- _Esercizio proposto 1_:
Cita il brano su Alba da "ALBA (A. T., 24-25-26)" a "14.176 nel 1911.".

════════

ALBA (A. T., 24-25-26)
Città del Piemonte, provincia di Cuneo, in un'ubertosa pianura circondata da amene colline, che costituiscono il limite settentrionale delle alte Langhe, presso la confluenza del torrente Cherasco col Tànaro. Il comune ha una popolazione di 14.213 ab., di cui 9251 nel centro. Gli abitanti del centro erano 3762 nel 1734, 3710 nel 1753; quelli del comune 7135 nel 1774, 8286 nel 1839, 12.178 nel 1881, 13.900 nel 1901, 14.176 nel 1911.
Posta nel mezzo di una varia e fertile regione folta di paesi e di borgate, dove la popolazione è dedita all'agricoltura e abita spesso in case sparse per la campagna, Alba è un fiorente centro commerciale, a cui convergono d'ogni lato numerose vallate. Possiede grandi fornaci di laterizî, fabbriche di macchine agricole, distillerie; è sede di un attivissimo traffico di bestiame, di bozzoli, di cereali e di foraggi; e soprattutto è un importante centro vinicolo, accanto a Asti e a Dogliani, il maggiore del Piemonte. Tutti i vini più rinomati del Piemonte provengono infatti dalle colline da cui essa è circondata: a N. è la zona del barbera e della freisa, a NO. quella del nebiolo, a SO. quella del barolo, a SE quella del dolcetto e a E. quella del moscato. Ai mercati di settembre affluiscono talvolta sulla piazza più di 100.000 miriagrammi d'uva al giorno. Alcuni dei suoi stabilimenti enologici sono fra i più vasti e meglio attrezzati d'Italia. E la Scuola enologica di Alba è molto frequentata anche da giovani di altre regioni.

════════

- _Esercizio proposto 2_:
Riscrivi le voci qui sotto, dalla riga con "Target: severed bull ear trophy" fino all'ultima riga compresa, con le istruzioni incluse e con 83 aggiunto a ogni numero delle coordinate. Lascia fuori le immagini.

- _Dati da usare_:

════════

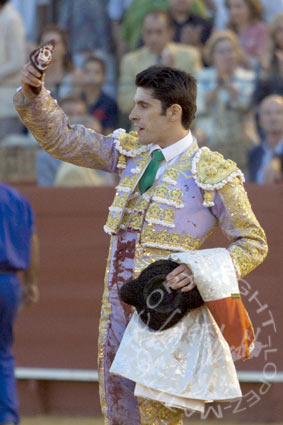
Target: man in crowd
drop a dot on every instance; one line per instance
(185, 21)
(18, 251)
(99, 104)
(158, 47)
(170, 197)
(265, 160)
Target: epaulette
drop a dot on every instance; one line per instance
(211, 171)
(127, 144)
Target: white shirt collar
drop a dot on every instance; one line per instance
(176, 148)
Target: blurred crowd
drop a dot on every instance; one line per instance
(234, 48)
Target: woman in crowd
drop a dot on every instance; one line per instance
(246, 20)
(224, 98)
(61, 77)
(270, 79)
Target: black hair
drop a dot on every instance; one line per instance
(171, 86)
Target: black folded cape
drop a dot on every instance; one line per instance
(159, 307)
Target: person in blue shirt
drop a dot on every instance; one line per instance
(18, 252)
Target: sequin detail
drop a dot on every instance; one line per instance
(249, 251)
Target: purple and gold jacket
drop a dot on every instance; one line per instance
(199, 192)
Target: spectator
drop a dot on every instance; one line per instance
(35, 16)
(131, 27)
(220, 15)
(116, 11)
(157, 36)
(134, 13)
(18, 251)
(224, 99)
(246, 20)
(188, 27)
(271, 8)
(12, 56)
(270, 79)
(99, 104)
(265, 160)
(88, 24)
(61, 77)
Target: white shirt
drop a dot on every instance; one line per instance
(172, 152)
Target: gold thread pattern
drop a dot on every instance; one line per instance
(155, 413)
(249, 247)
(166, 240)
(103, 331)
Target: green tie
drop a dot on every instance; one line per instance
(149, 175)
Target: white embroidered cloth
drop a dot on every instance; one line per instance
(184, 366)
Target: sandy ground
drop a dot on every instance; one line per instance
(52, 420)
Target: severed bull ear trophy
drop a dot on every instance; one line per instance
(41, 58)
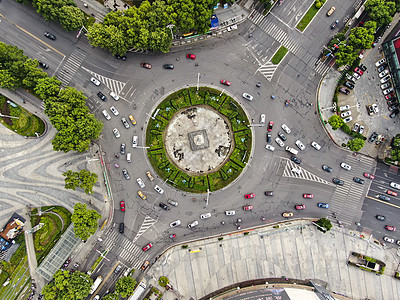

════════

- _Risultato finale 1_:
ALBA (A. T., 24-25-26)
Città del Piemonte, provincia di Cuneo, in un'ubertosa pianura circondata da amene colline, che costituiscono il limite settentrionale delle alte Langhe, presso la confluenza del torrente Cherasco col Tànaro. Il comune ha una popolazione di 14.213 ab., di cui 9251 nel centro. Gli abitanti del centro erano 3762 nel 1734, 3710 nel 1753; quelli del comune 7135 nel 1774, 8286 nel 1839, 12.178 nel 1881, 13.900 nel 1901, 14.176 nel 1911.

- _Risultato finale 2_:
Target: severed bull ear trophy
drop a dot on every instance; one line per instance
(124, 141)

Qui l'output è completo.